WORKING DATA:
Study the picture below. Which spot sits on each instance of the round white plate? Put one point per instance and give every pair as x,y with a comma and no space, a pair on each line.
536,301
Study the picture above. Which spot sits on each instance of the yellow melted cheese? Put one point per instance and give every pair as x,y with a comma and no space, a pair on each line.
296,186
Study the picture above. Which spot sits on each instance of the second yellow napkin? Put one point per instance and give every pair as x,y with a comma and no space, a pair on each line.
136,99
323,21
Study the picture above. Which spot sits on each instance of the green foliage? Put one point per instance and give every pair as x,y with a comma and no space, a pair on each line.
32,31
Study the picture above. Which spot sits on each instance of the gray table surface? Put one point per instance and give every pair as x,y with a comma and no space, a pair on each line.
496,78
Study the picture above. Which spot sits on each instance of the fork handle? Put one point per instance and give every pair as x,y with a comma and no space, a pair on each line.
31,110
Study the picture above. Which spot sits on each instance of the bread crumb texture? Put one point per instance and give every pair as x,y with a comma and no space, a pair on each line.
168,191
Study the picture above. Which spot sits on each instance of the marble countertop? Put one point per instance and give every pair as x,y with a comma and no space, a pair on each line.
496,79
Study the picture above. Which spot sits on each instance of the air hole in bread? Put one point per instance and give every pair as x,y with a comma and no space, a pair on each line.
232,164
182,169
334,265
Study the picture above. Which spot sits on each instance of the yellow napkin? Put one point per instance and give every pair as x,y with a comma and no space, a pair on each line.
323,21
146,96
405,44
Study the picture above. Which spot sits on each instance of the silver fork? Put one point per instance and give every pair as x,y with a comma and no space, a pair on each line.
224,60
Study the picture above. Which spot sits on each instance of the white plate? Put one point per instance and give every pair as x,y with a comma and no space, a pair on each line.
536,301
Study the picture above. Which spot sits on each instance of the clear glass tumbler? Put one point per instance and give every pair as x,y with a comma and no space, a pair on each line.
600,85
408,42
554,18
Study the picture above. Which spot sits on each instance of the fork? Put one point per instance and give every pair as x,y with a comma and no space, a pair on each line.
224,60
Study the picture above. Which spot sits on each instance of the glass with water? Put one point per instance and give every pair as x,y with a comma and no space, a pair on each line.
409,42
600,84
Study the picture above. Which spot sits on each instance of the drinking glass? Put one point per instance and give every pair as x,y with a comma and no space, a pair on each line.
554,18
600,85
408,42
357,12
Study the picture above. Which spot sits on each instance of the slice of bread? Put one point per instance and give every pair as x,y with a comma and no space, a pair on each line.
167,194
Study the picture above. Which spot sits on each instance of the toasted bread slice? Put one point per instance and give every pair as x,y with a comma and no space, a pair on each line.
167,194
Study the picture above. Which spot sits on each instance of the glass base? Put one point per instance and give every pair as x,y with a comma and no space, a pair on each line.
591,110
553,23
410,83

EXERCISE: Return all of the listing above exactly, leaving nothing out.

TASK OUTPUT:
Study the picture below. Which spot sits on each instance of the round white plate? Put one point per instance and give every pair as x,y with a comma and no space, a pair on each line.
536,301
Study the picture above. Which spot sits on each instance of the yellow melted cheese? Put one point per instance and give every pair as x,y with a comma and no space, a pair on each line.
296,186
Study the picture above. Which spot sits on each instance of the second yellow napkin? Put one point per instance and give every pair as x,y with a comma and no space, a pair on each line.
136,99
323,21
Study the picture above. Which spot sits on each instance of the green foliage? Put one point per instance and give every pair as x,y with a comma and no space, a pair on each line.
32,31
Study the picture above. Which spot sits on each instance of the gray table surface? Put one point per instance and give every pair as x,y with a comma and no space, a pair on each line.
496,78
Study the picture above. Which spot sits on each instance of the fork handle? Put one point per instance and give every pair as x,y with a comma and no space, a pair on each line.
31,110
Study the picture above. Which spot sits on each instance of the bread crumb texture? Put one point per instance and give every pair as x,y with a comma and no space, a pair on each line.
168,191
Study the picture above. Which spot sits on each instance of the marble countertop? Put one point per instance and give every pair as x,y with a comma and no space, a pair on each line.
496,79
Study the picture above. Which spot sits on each instance of the air hole in bread? Put one point per instance and give every pair as x,y with a comma and no space, a pair on each line.
232,164
182,169
334,265
Study the picture above. Which spot sits on each instance of the yellow napkin? Put one point per instance and give every pair as x,y with a comma and no space, a pair on each line.
323,21
146,96
405,44
Study the picture above. Which spot sits on each instance of the silver fork? Put one point per instance and give every pair as x,y with a comma and no space, a pair on each line.
224,60
Study the picture above. Which spot sits on each instance of the white plate? Put one point per instance and give every pair as x,y with a comma and no space, a pair on each line.
536,301
Study the picture above. Which spot sits on each instance of the clear glass tumbler? Put one point per instance and give every pair as x,y with a comma and no space, a pair on each line.
600,85
408,42
554,18
Study the picture above. Which spot sits on each instance of the fork? Put one point per instance and give every pair as x,y with a comma and no space, a pair on each line.
224,60
Study the picture above. Which spot sits on each instance of the glass with water? Put one point per instance and give every pair as x,y with a comma and no space, a pair on each line.
409,42
600,84
Study the picture above. Which spot sits on each instance of the drinking glass? Put one point per instance and give every pair as x,y with a comma and no space, a pair on each line.
554,18
600,85
408,42
357,12
Study the picture above. Which spot sits on each instance of the slice of bread? Put one point per instance and give every pair as x,y with a comma and no space, a pair on each line.
167,194
Study the picture above. Which spot sits on each instance of the toasted bread slice? Put one point per instance and give every pair as x,y with a comma and no space, a pair on each line.
167,194
Study the picture above. Which spot sits on each instance of the glass base? Put one point per instance and give every pair as x,y with a comma and no space, a pair on each line.
591,110
553,23
410,83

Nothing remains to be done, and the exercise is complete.